Pick up the overview of Greenheck's products and EPD coverage below, starting right after its last sentence, and extend it.

READING PASSAGE
┄┄┄┄┄┄┄┄┄┄┄┄┄┄┄┄┄┄┄┄

Greenheck: products and EPD coverage snapshot
Greenheck is a go‑to name on mechanical schedules. Fans, louvers, make‑up air, even rooftop units. This quick read maps what they sell, where EPDs already help them win specs, and where missing declarations may be quietly costing opportunities on projects that prefer or require product‑specific EPDs.


Greenheck in one glance
Greenheck designs and manufactures equipment across air movement, air control, air conditioning, and air distribution for non‑residential buildings. Think roof and inline fans, kitchen ventilation systems, energy recovery ventilators, dedicated outdoor air systems, rooftop units, dampers, and louvers. Their catalog spans multiple product categories with hundreds of SKUs. See their sustainability posture here for flavor and philosophy (Greenheck sustainability).
What they likely sell the most of
Across education, healthcare, retail, light industrial, and food service, the volume movers are typically roof‑mounted exhaust and supply fans, inline fans, small ERVs, make‑up air, and a wide range of louvers and combination louver‑dampers. On many projects these items are standard components, not discretionary upgrades, which makes transparent documentation a spec advantage.
Where EPDs exist today
We see broad EPD coverage on louvers and combination louver‑dampers, with several dozen product‑specific declarations live and clustered under recent program operator publications. Individual Greenheck product pages for hurricane‑rated louvers directly link to an Environmental Product Declaration, confirming product‑level coverage on that family.
Where coverage appears thin
As of December 18, 2025, we did not find product‑specific EPDs for core fan lines, energy recovery ventilators, or the newer rooftop units. Those are common line items in submittals, so the absence of EPDs can nudge teams toward competitors when carbon accounting or owner policies prefer them. If any exist in niche channels, they are not broadly visible to specifiers yet.
Competitors you’ll meet on the same projects
Different applications pull in different rivals. A few to watch:
- Fans and AHUs: Systemair publishes EPDs covering air handling units and select fans with validity into 2029 (EPD Norway, 2024; valid to 2029) (EPD Norway, 2024).
- Louvers: Construction Specialties lists Architectural Louvers with an NSF‑verified EPD valid from 2024 to 2029 (NSF International, 2024) (NSF International, 2024). Airolite also markets louver EPDs in the same window via Smart EPD.
- Kitchen ventilation and make‑up air: CaptiveAire is a frequent alternate. For lab exhaust and large fans, Twin City Fan, Loren Cook, and Systemair often appear. For air distribution, Price, Titus, and Krueger are common.
Why this matters commercially
On many public and private specs, products without a product‑specific EPD incur a modeling penalty or cannot contribute to owner targets under green building programs. Teams then reach for comparable equipment that carries verified data, which means the EPD holder is less likely to be swapped out late in design. The cost to develop an EPD is typically dwarfed by a single mid‑size project win.
A practical EPD roadmap for HVAC portfolios
Start with the highest‑volume, highest‑visibility items where alternates are easy. For Greenheck’s mix, that usually means roof upblast fans and common inline fans, then ERVs and DOAS units, then the rooftop unit family. Use the same play that leading manufacturers follow: anchor on a widely accepted EN 15804‑based PCR and publish through a program operator that your market trusts, such as Smart EPD for North America or EPD Norway for global ECO Platform recognition (EPD Norway, 2024) (EPD Norway, 2024). When PCRs are fragmented, a seasoned LCA partner will benchmark peers and steer toward the conventional rule set used in your competitive set.

┄┄┄┄┄┄┄┄┄┄┄┄┄┄┄┄┄┄┄┄

MATERIAL PROVIDED
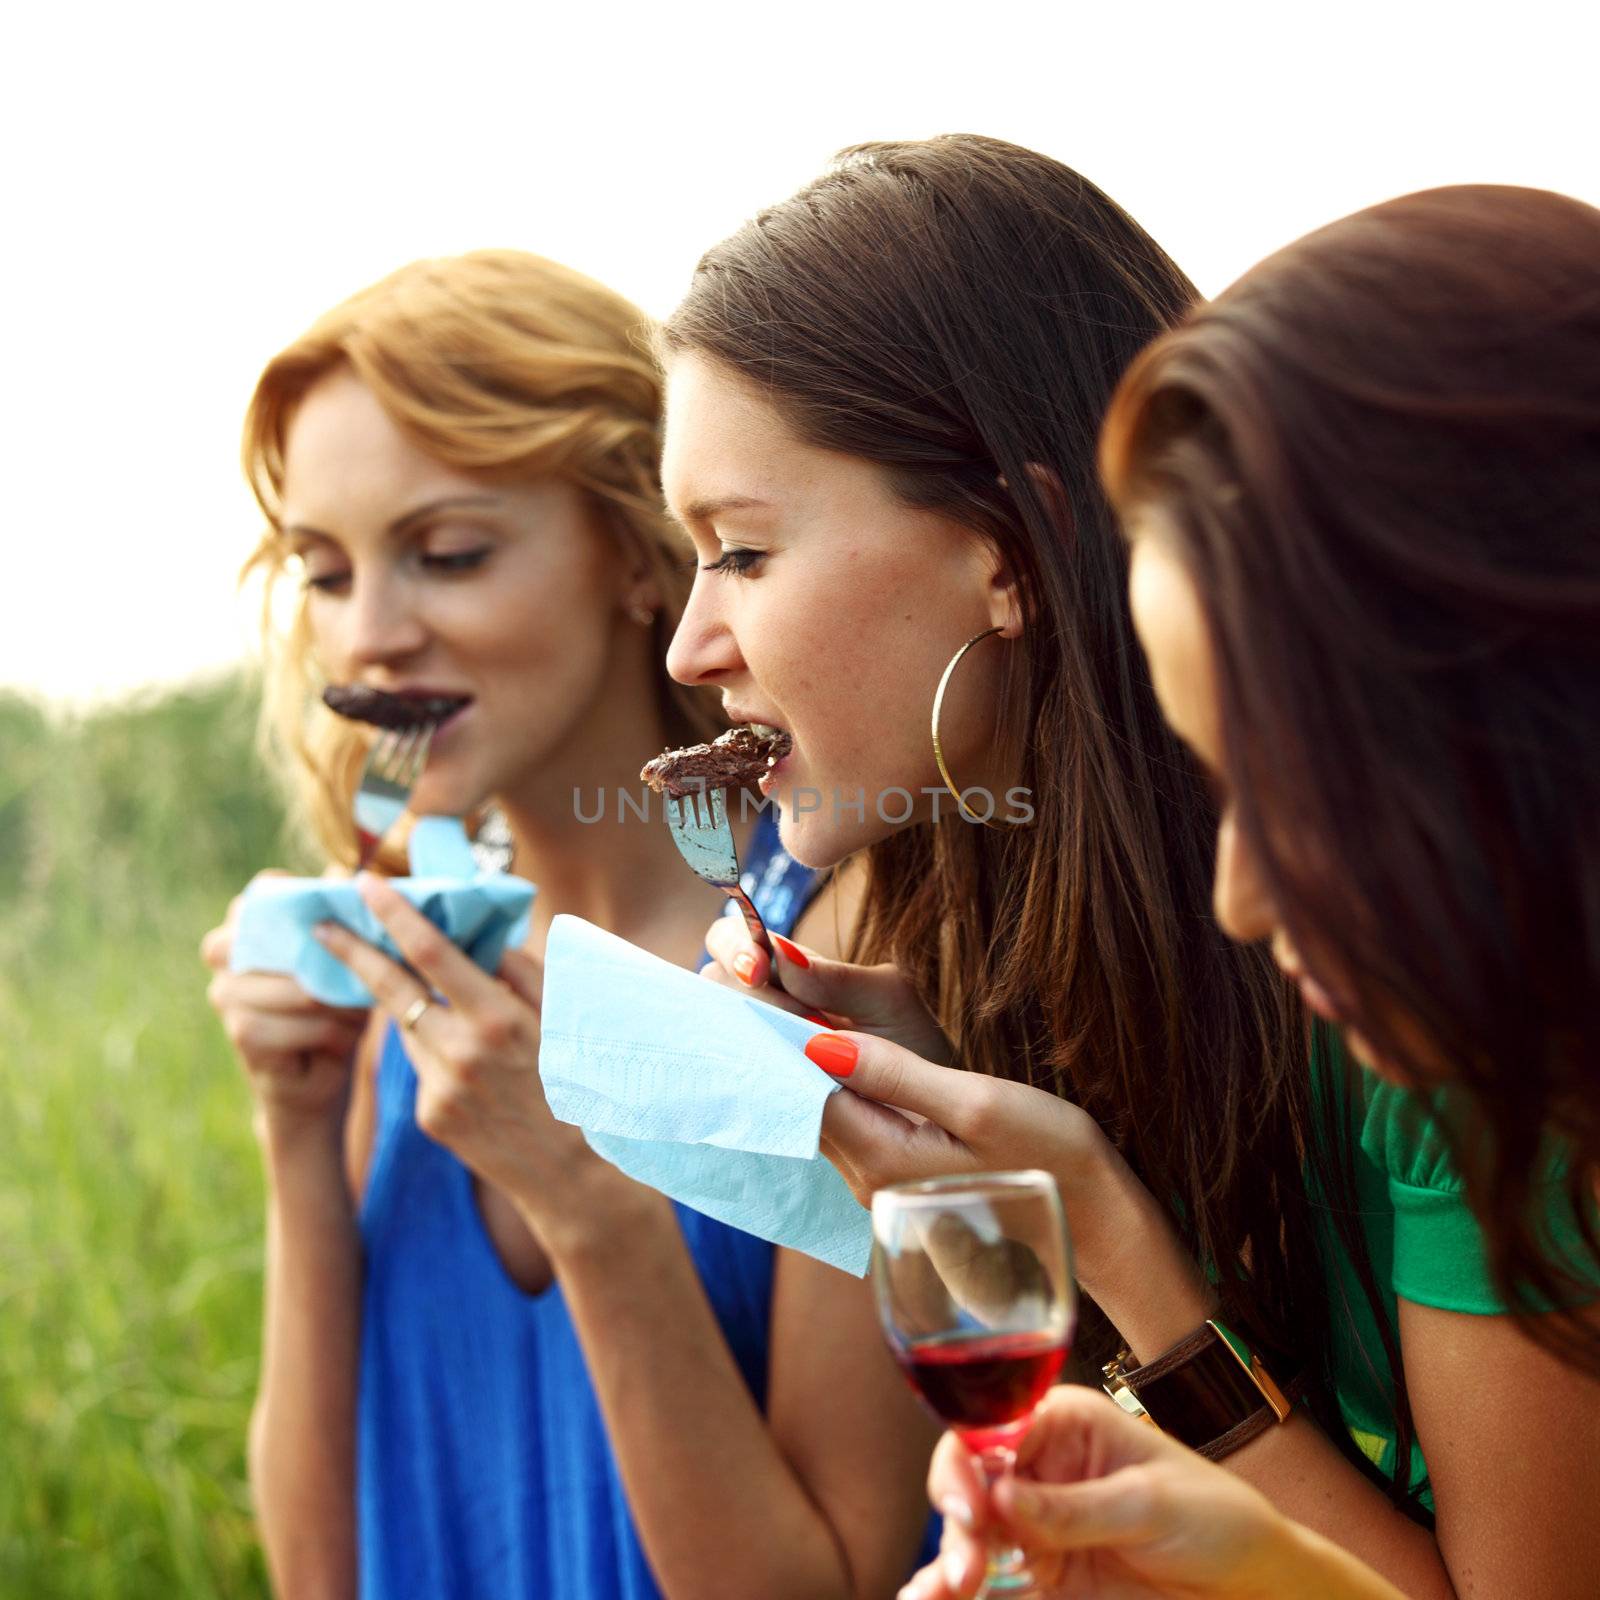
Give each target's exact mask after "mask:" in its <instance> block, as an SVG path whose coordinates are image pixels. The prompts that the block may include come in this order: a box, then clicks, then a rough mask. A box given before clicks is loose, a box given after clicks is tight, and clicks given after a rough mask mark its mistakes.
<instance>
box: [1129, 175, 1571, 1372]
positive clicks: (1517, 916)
mask: <svg viewBox="0 0 1600 1600" xmlns="http://www.w3.org/2000/svg"><path fill="white" fill-rule="evenodd" d="M1102 459H1104V472H1106V482H1107V485H1109V488H1110V493H1112V496H1114V499H1115V501H1117V504H1118V507H1120V509H1122V510H1123V514H1125V515H1126V517H1128V518H1130V520H1139V522H1141V523H1142V522H1147V523H1149V526H1152V528H1160V530H1162V533H1160V534H1157V536H1165V538H1171V539H1173V541H1174V547H1176V550H1178V554H1179V555H1181V558H1182V560H1184V563H1186V566H1187V570H1189V573H1190V574H1192V578H1194V582H1195V587H1197V590H1198V595H1200V602H1202V606H1203V610H1205V614H1206V619H1208V624H1210V630H1211V637H1213V643H1214V653H1216V662H1218V693H1219V701H1221V717H1222V736H1224V738H1222V746H1224V762H1226V768H1227V773H1226V776H1227V781H1229V784H1230V789H1232V792H1234V797H1235V805H1237V808H1238V826H1240V829H1242V832H1243V835H1245V838H1246V842H1248V845H1250V848H1251V850H1253V853H1254V858H1256V861H1258V862H1259V864H1261V870H1262V874H1264V878H1266V883H1267V886H1269V891H1270V894H1272V896H1274V901H1275V904H1277V912H1278V917H1280V918H1282V922H1283V925H1285V926H1286V930H1288V933H1290V936H1291V938H1293V939H1294V941H1296V944H1298V946H1299V949H1301V950H1302V952H1304V954H1306V957H1307V960H1310V962H1312V963H1314V970H1317V971H1318V978H1320V981H1322V982H1323V984H1325V986H1328V987H1331V989H1333V990H1334V995H1336V998H1338V1002H1339V1003H1341V1008H1342V1010H1344V1013H1346V1016H1347V1018H1349V1021H1350V1024H1352V1026H1354V1027H1357V1029H1358V1030H1360V1032H1362V1035H1363V1037H1365V1038H1366V1040H1368V1043H1370V1045H1371V1046H1373V1050H1374V1051H1376V1054H1378V1056H1379V1058H1381V1059H1382V1061H1386V1062H1387V1064H1390V1066H1392V1067H1394V1069H1395V1070H1398V1072H1400V1074H1403V1075H1405V1077H1408V1078H1410V1080H1411V1082H1413V1083H1418V1085H1424V1086H1429V1088H1432V1086H1437V1085H1438V1083H1440V1080H1442V1078H1446V1077H1448V1078H1453V1080H1456V1082H1458V1083H1459V1085H1462V1086H1464V1088H1466V1091H1467V1094H1466V1104H1464V1110H1462V1107H1459V1106H1458V1112H1456V1115H1454V1120H1453V1131H1454V1136H1456V1141H1458V1150H1459V1155H1461V1160H1462V1168H1464V1178H1466V1182H1467V1189H1469V1195H1470V1198H1472V1202H1474V1208H1475V1211H1477V1214H1478V1218H1480V1221H1482V1224H1483V1229H1485V1234H1486V1238H1488V1245H1490V1259H1491V1266H1493V1269H1494V1274H1496V1278H1498V1283H1499V1286H1501V1290H1502V1293H1504V1294H1506V1298H1507V1304H1509V1306H1510V1309H1512V1310H1514V1312H1517V1314H1523V1315H1526V1314H1531V1312H1536V1310H1539V1309H1541V1307H1546V1306H1550V1304H1557V1306H1562V1304H1571V1302H1573V1299H1574V1298H1582V1296H1581V1294H1579V1291H1578V1286H1576V1285H1574V1283H1573V1282H1571V1270H1570V1269H1579V1270H1582V1269H1584V1266H1586V1262H1584V1256H1587V1258H1589V1261H1590V1264H1592V1261H1594V1258H1595V1256H1597V1254H1600V1251H1597V1240H1595V1229H1594V1187H1592V1186H1594V1181H1595V1174H1597V1171H1600V1027H1597V1026H1595V1006H1597V1003H1600V211H1597V210H1595V208H1594V206H1589V205H1582V203H1581V202H1578V200H1571V198H1566V197H1563V195H1555V194H1547V192H1541V190H1533V189H1509V187H1453V189H1435V190H1429V192H1426V194H1418V195H1410V197H1406V198H1402V200H1394V202H1389V203H1386V205H1379V206H1373V208H1371V210H1368V211H1360V213H1357V214H1355V216H1350V218H1346V219H1344V221H1341V222H1334V224H1333V226H1330V227H1325V229H1322V230H1318V232H1315V234H1310V235H1307V237H1306V238H1302V240H1299V242H1298V243H1294V245H1291V246H1288V248H1286V250H1283V251H1280V253H1278V254H1275V256H1272V258H1270V259H1267V261H1264V262H1262V264H1261V266H1258V267H1254V269H1253V270H1251V272H1248V274H1246V275H1245V277H1243V278H1242V280H1240V282H1238V283H1235V285H1234V286H1232V288H1230V290H1229V291H1227V293H1226V294H1222V296H1221V298H1219V299H1218V301H1216V302H1214V304H1213V306H1210V307H1206V309H1203V310H1198V312H1195V314H1194V315H1192V317H1190V318H1189V322H1187V325H1186V326H1184V328H1181V330H1179V331H1178V333H1173V334H1168V336H1166V338H1165V339H1163V341H1160V342H1158V344H1157V346H1155V347H1154V349H1150V350H1149V354H1147V355H1144V357H1142V360H1141V362H1139V363H1136V366H1134V368H1133V371H1131V373H1130V374H1128V378H1126V381H1125V384H1123V387H1122V390H1120V394H1118V397H1117V402H1115V405H1114V408H1112V414H1110V419H1109V422H1107V429H1106V438H1104V458H1102ZM1154 512H1158V515H1155V514H1154ZM1318 962H1320V963H1322V966H1320V970H1318V968H1317V963H1318ZM1445 1102H1446V1104H1448V1094H1446V1096H1445ZM1552 1130H1554V1131H1555V1134H1558V1136H1560V1139H1562V1141H1563V1142H1562V1144H1552V1139H1550V1134H1552ZM1563 1166H1565V1174H1566V1179H1568V1182H1570V1195H1568V1198H1570V1202H1571V1205H1573V1216H1571V1219H1570V1221H1571V1222H1573V1224H1574V1226H1573V1227H1565V1224H1563V1226H1562V1229H1560V1232H1563V1234H1565V1243H1563V1242H1562V1240H1560V1238H1557V1237H1555V1235H1552V1234H1549V1232H1547V1230H1546V1226H1544V1211H1546V1206H1542V1205H1534V1203H1533V1202H1534V1198H1536V1197H1538V1195H1541V1194H1547V1190H1546V1189H1544V1184H1546V1181H1547V1179H1549V1176H1550V1171H1552V1170H1560V1168H1563ZM1590 1275H1592V1269H1590ZM1530 1331H1531V1333H1533V1334H1534V1336H1536V1338H1539V1339H1542V1341H1544V1342H1547V1344H1549V1346H1552V1347H1554V1349H1557V1350H1558V1352H1560V1354H1565V1355H1566V1357H1568V1358H1571V1360H1574V1362H1576V1363H1578V1365H1581V1366H1586V1368H1589V1370H1592V1371H1600V1338H1597V1336H1595V1334H1594V1333H1592V1331H1587V1333H1586V1331H1584V1328H1582V1326H1581V1325H1579V1323H1578V1322H1576V1318H1563V1317H1554V1318H1552V1317H1538V1318H1536V1320H1530Z"/></svg>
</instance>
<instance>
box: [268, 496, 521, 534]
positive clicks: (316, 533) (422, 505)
mask: <svg viewBox="0 0 1600 1600" xmlns="http://www.w3.org/2000/svg"><path fill="white" fill-rule="evenodd" d="M499 502H501V499H499V496H498V494H446V496H443V498H442V499H434V501H424V502H422V504H421V506H413V507H411V510H408V512H403V514H402V515H400V517H395V520H394V522H392V523H389V526H387V530H386V534H387V536H389V538H390V539H392V538H397V536H400V534H405V533H408V531H410V530H411V528H414V526H416V525H418V523H419V522H422V520H426V518H427V517H434V515H437V514H438V512H442V510H458V509H459V507H462V506H477V507H483V506H499ZM283 533H285V536H291V538H298V539H322V541H323V542H326V544H338V539H336V538H334V536H333V534H331V533H323V531H322V528H312V526H310V525H309V523H304V522H291V523H286V525H285V526H283Z"/></svg>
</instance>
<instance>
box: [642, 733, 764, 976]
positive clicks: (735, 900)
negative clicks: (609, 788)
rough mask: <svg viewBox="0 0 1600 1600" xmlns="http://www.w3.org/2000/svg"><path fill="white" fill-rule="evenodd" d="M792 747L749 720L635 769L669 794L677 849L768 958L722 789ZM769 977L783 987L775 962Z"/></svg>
mask: <svg viewBox="0 0 1600 1600" xmlns="http://www.w3.org/2000/svg"><path fill="white" fill-rule="evenodd" d="M792 747H794V739H792V738H790V736H789V734H787V733H782V731H781V730H778V728H766V726H763V725H762V723H752V725H750V726H746V728H730V730H728V731H726V733H725V734H722V736H720V738H717V739H714V741H712V742H710V744H691V746H688V747H686V749H682V750H664V752H662V754H661V755H658V757H656V758H654V760H653V762H646V763H645V770H643V771H642V773H640V774H638V776H640V778H642V779H643V781H645V782H646V784H650V787H651V789H654V790H656V794H659V795H669V797H670V798H669V803H667V832H670V834H672V842H674V843H675V845H677V846H678V853H680V854H682V856H683V859H685V861H686V862H688V864H690V866H691V867H693V869H694V872H696V874H699V877H701V878H704V880H706V882H707V883H710V885H714V886H715V888H720V890H722V891H723V893H725V894H726V896H728V898H730V899H731V901H733V902H734V904H736V906H738V907H739V910H741V912H742V914H744V925H746V926H747V928H749V930H750V938H752V939H754V941H755V944H758V946H760V947H762V949H763V950H765V952H766V954H768V957H771V954H773V941H771V938H770V936H768V933H766V925H765V923H763V922H762V914H760V912H758V910H757V909H755V901H752V899H750V896H749V894H747V893H746V891H744V885H742V883H741V882H739V850H738V845H736V842H734V837H733V829H731V827H730V824H728V802H726V797H725V790H728V789H744V787H746V786H747V784H754V782H755V781H757V779H758V778H760V776H762V774H763V773H765V771H766V770H768V768H770V766H773V765H774V763H776V762H781V760H782V758H784V757H786V755H787V754H789V750H790V749H792ZM768 982H770V984H771V987H773V989H779V990H781V989H782V982H781V981H779V978H778V966H776V962H774V963H773V966H771V970H770V976H768Z"/></svg>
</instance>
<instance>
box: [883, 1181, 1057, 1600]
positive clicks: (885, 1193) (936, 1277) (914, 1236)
mask: <svg viewBox="0 0 1600 1600" xmlns="http://www.w3.org/2000/svg"><path fill="white" fill-rule="evenodd" d="M872 1285H874V1290H875V1294H877V1302H878V1320H880V1322H882V1323H883V1334H885V1338H886V1339H888V1342H890V1349H891V1350H893V1352H894V1358H896V1360H898V1362H899V1365H901V1368H902V1370H904V1373H906V1378H907V1379H909V1381H910V1386H912V1387H914V1389H915V1390H917V1394H918V1395H920V1397H922V1398H923V1402H925V1403H926V1405H928V1408H930V1410H931V1411H933V1413H934V1414H936V1416H938V1418H939V1421H941V1422H944V1424H946V1426H947V1427H952V1429H955V1432H957V1435H958V1437H960V1438H962V1442H963V1443H965V1445H966V1448H968V1450H970V1451H971V1453H973V1456H974V1458H976V1461H978V1467H979V1472H981V1475H982V1478H984V1482H986V1483H994V1480H995V1478H997V1477H1000V1475H1002V1474H1005V1472H1008V1470H1010V1469H1011V1466H1013V1462H1014V1461H1016V1445H1018V1442H1019V1440H1021V1437H1022V1435H1024V1434H1026V1432H1027V1424H1029V1419H1030V1418H1032V1414H1034V1406H1037V1405H1038V1402H1040V1400H1043V1397H1045V1392H1046V1390H1048V1389H1050V1386H1051V1384H1053V1382H1054V1381H1056V1378H1058V1374H1059V1373H1061V1368H1062V1366H1064V1365H1066V1360H1067V1350H1069V1349H1070V1346H1072V1330H1074V1322H1075V1312H1077V1286H1075V1283H1074V1278H1072V1253H1070V1246H1069V1243H1067V1224H1066V1218H1064V1216H1062V1213H1061V1194H1059V1190H1058V1189H1056V1179H1054V1178H1051V1176H1050V1173H1040V1171H1022V1173H963V1174H960V1176H955V1178H934V1179H931V1181H928V1182H915V1184H896V1186H894V1187H891V1189H880V1190H878V1192H877V1194H875V1195H874V1197H872ZM1030 1594H1037V1587H1035V1584H1034V1578H1032V1574H1030V1573H1029V1570H1027V1562H1026V1560H1024V1557H1022V1552H1021V1550H1019V1549H1016V1546H997V1544H990V1549H989V1570H987V1573H986V1576H984V1586H982V1589H979V1597H984V1595H1006V1597H1016V1595H1030Z"/></svg>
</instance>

┄┄┄┄┄┄┄┄┄┄┄┄┄┄┄┄┄┄┄┄

EXERCISE RESULT
Louvers are covered, fans should be next
With louvers already benefiting from product‑specific EPDs, the next commercial unlock sits with fans and packaged ventilation. A fan EPD signals diligence on embodied impacts right where many designs concentrate quantities. It also simplifies LEED v5 MR credit documentation for design teams, which quietly reduces friction at submittal time. That friction reduction tends to convert into real spec wins.
The quiet risk of waiting
Your reps may not mention missed bids if the product lacked an EPD, they often just chase the next opportunity. Yet owners and designers increasingly prefer product‑specific declarations. The brand that makes it easy to document embodied carbon usually gets the last look at award time. Acting now means you recieve that last look more often.
Bottom line for manufacturers
Greenheck’s breadth is an asset. Louver EPDs show the path, and extending that transparency to fans, ERVs, and rooftop units would close a visible gap against rivals already publishing declarations, especially in AHUs and select fan lines (EPD Norway, 2024; valid to 2029) (EPD Norway, 2024). The fastest wins come from scoping a single reference year, nailing data collection across a few high‑volume SKUs, and publishing through a familiar program operator so specs keep moving without extra back‑and‑forth.
Frequently Asked Questions
Does Greenheck already have EPDs, and for which product families?
Yes. We see product‑specific EPDs concentrated on louvers and combination louver‑dampers, with several dozen declarations live across that family.
Are competitors publishing EPDs for comparable HVAC equipment?
Yes. For example, Systemair lists AHU and fan EPDs with validity into 2029 via EPD Norway (EPD Norway, 2024), and Construction Specialties carries an NSF‑verified louvers EPD valid 2024–2029 (NSF International, 2024).
Which program operators make sense for HVAC EPDs?
Smart EPD is common in North America for building products, while EPD Norway publishes ECO Platform ECO EPDs widely used across Europe and increasingly referenced globally (EPD Norway, 2024).
What should be prioritized first for new EPDs in an HVAC portfolio?
High‑volume fans, common inline models, and ERVs, followed by DOAS and rooftop units, since these appear on most submittals and are the easiest places for specifiers to switch to an EPD‑holding alternate.